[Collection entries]

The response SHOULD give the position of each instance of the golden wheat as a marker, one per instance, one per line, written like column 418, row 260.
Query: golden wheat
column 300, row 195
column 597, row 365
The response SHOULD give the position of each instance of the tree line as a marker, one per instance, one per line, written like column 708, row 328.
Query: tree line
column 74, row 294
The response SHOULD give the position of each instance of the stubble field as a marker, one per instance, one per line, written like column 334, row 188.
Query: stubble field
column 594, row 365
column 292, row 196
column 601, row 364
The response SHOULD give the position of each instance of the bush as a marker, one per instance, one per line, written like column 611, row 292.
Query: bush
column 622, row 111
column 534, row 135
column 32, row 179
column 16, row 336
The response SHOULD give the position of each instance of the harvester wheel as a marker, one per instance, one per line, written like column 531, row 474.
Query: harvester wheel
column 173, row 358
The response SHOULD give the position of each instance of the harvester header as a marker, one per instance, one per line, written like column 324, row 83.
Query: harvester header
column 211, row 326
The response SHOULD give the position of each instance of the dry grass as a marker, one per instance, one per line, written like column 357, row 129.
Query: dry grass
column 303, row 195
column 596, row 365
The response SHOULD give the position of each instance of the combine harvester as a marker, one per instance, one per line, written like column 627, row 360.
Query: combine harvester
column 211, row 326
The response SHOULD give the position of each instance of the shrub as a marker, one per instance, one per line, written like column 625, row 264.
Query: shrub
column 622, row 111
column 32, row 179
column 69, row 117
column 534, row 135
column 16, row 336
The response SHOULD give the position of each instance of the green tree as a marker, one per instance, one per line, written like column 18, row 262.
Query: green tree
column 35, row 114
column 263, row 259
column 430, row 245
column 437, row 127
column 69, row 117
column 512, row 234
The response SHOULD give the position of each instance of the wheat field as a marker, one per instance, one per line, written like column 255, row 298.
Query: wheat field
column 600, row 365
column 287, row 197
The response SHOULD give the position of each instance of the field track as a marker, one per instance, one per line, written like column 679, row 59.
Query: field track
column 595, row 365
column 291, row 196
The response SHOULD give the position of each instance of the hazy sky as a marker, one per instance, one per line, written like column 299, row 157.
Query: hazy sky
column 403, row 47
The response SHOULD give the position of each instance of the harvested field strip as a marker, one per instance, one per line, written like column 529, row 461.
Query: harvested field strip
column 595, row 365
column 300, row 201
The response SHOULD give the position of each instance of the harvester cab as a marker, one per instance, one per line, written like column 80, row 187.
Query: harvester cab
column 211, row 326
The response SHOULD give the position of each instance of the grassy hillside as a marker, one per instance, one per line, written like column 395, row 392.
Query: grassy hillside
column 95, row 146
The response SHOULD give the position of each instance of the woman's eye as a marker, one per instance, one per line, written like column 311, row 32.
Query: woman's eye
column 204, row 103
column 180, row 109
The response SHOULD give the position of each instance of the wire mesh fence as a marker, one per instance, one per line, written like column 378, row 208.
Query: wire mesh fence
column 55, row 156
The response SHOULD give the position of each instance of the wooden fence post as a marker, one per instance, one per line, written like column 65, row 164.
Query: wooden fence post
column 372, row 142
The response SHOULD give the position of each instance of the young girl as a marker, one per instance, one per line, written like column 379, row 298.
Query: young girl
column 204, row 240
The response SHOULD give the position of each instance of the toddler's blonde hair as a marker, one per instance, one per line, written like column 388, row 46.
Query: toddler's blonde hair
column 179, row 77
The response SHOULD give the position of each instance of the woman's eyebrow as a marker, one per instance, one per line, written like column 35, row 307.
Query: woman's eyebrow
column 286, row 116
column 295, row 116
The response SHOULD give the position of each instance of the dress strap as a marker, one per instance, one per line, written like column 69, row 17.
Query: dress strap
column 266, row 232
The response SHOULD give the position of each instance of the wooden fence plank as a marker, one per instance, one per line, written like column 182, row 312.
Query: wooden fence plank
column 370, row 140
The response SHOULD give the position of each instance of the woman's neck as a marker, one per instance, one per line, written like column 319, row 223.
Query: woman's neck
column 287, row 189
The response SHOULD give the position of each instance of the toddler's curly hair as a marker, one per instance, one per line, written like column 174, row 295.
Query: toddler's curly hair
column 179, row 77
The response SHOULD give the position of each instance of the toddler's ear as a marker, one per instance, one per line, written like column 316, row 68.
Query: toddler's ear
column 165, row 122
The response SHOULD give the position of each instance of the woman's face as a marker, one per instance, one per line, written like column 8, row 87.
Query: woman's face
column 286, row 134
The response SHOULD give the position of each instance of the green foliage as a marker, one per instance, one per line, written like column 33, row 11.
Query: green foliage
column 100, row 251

Task statement:
Your output should match the records above word for word.

Exercise output:
The response SHOULD give the position of each instance of the golden wheat as a marker, one per instance, one per line, written like column 418, row 260.
Query: golden wheat
column 300, row 195
column 597, row 365
The response SHOULD give the position of each instance of the tree line as a marker, one per instance, one per line, written like column 708, row 328.
Query: tree line
column 74, row 294
The response SHOULD give the position of each instance of the stubble field as a marker, one per instance, one per line, written like column 334, row 188.
Query: stubble field
column 594, row 365
column 292, row 196
column 601, row 364
The response SHOULD give the position of each instance of the bush as a marker, one per instance, one per line, written like column 611, row 292.
Query: bush
column 622, row 111
column 534, row 135
column 32, row 179
column 16, row 336
The response SHOULD give the position of each instance of the harvester wheel as a marker, one per instance, one per line, written like column 531, row 474.
Query: harvester wheel
column 173, row 358
The response SHOULD give the position of each instance of the harvester header as a marker, one per instance, one per line, written like column 324, row 83.
Query: harvester header
column 211, row 326
The response SHOULD give the position of each instance of the dry grass as a marker, one per instance, one per line, written like column 357, row 129.
Query: dry grass
column 303, row 195
column 596, row 365
The response SHOULD give the position of each instance of the combine harvester as a marker, one per instance, one per line, written like column 627, row 360.
Query: combine harvester
column 211, row 326
The response SHOULD give the position of each instance of the shrub as a marker, one per instance, one per line, written like column 625, row 264.
Query: shrub
column 622, row 111
column 32, row 179
column 69, row 117
column 534, row 135
column 16, row 336
The response SHOULD give the position of each instance of the green tree as a marker, one per instance, one per line, written like column 18, row 262.
Query: green tree
column 35, row 114
column 263, row 259
column 430, row 245
column 437, row 127
column 69, row 117
column 512, row 234
The response SHOULD give the position of each instance of the wheat field as a marker, one per instance, one per line, written like column 255, row 298.
Query: wheat field
column 600, row 365
column 287, row 197
The response SHOULD give the position of each instance of the field track as a marker, one per instance, one per line, written like column 679, row 59.
Query: field track
column 595, row 365
column 291, row 196
The response SHOULD give the position of each instance of the hazy sky as a marker, one per instance, one per line, written like column 299, row 157.
Query: hazy sky
column 403, row 47
The response SHOULD give the position of each instance of the harvested field strip as a marker, one per instance, one per line, written like column 529, row 461.
Query: harvested field strip
column 595, row 365
column 300, row 201
The response SHOULD give the position of each instance of the harvester cab as a marker, one per instance, one per line, written like column 80, row 187.
Query: harvester cab
column 211, row 326
The response SHOULD give the position of each instance of the grassy hillside as a marker, one per instance, one per line, written like column 395, row 392.
Query: grassy hillside
column 95, row 146
The response SHOULD give the position of each instance of the woman's eye as a marker, one per instance, one per line, written like column 311, row 32.
Query: woman's eye
column 204, row 103
column 180, row 109
The response SHOULD give the position of each instance of the wire mesh fence as a marker, one per instance, one per line, written like column 378, row 208.
Query: wire mesh fence
column 55, row 156
The response SHOULD give the position of each instance of the wooden fence post as a marker, one per instance, one per line, written like column 65, row 164.
Query: wooden fence post
column 372, row 142
The response SHOULD give the position of each instance of the young girl as a marker, one per instance, one per line, written like column 379, row 298.
Query: young girl
column 204, row 240
The response SHOULD give the position of each instance of the toddler's blonde hair as a marker, one per instance, one per line, written like column 388, row 46.
Query: toddler's blonde hair
column 179, row 77
The response SHOULD give the position of each instance of the woman's eyebrow as a marker, one per instance, one per line, written like column 35, row 307.
Query: woman's eyebrow
column 286, row 116
column 295, row 116
The response SHOULD give the position of each instance of the dress strap as a marker, one per instance, one per line, written like column 69, row 17.
Query: dress strap
column 266, row 232
The response SHOULD give the position of each instance of the wooden fence plank as a marker, one per instance, one per line, written like column 182, row 312.
Query: wooden fence plank
column 370, row 140
The response SHOULD give the position of each instance of the woman's neck as a marker, one per instance, one per line, written like column 319, row 223.
Query: woman's neck
column 287, row 189
The response SHOULD give the position of each instance of the toddler's curly hair as a marker, one per instance, one per line, written like column 174, row 295.
Query: toddler's curly hair
column 179, row 77
The response SHOULD give the position of each instance of the toddler's ear as a marker, one per instance, one per line, written like column 316, row 68.
Query: toddler's ear
column 165, row 122
The response SHOULD give the position of each instance of the woman's face as a marker, one per instance, one per line, written like column 8, row 87.
Query: woman's face
column 286, row 134
The response SHOULD give the position of each instance of the green foliage as a marker, one per instance, one per line, written like column 33, row 11.
Query: green foliage
column 100, row 251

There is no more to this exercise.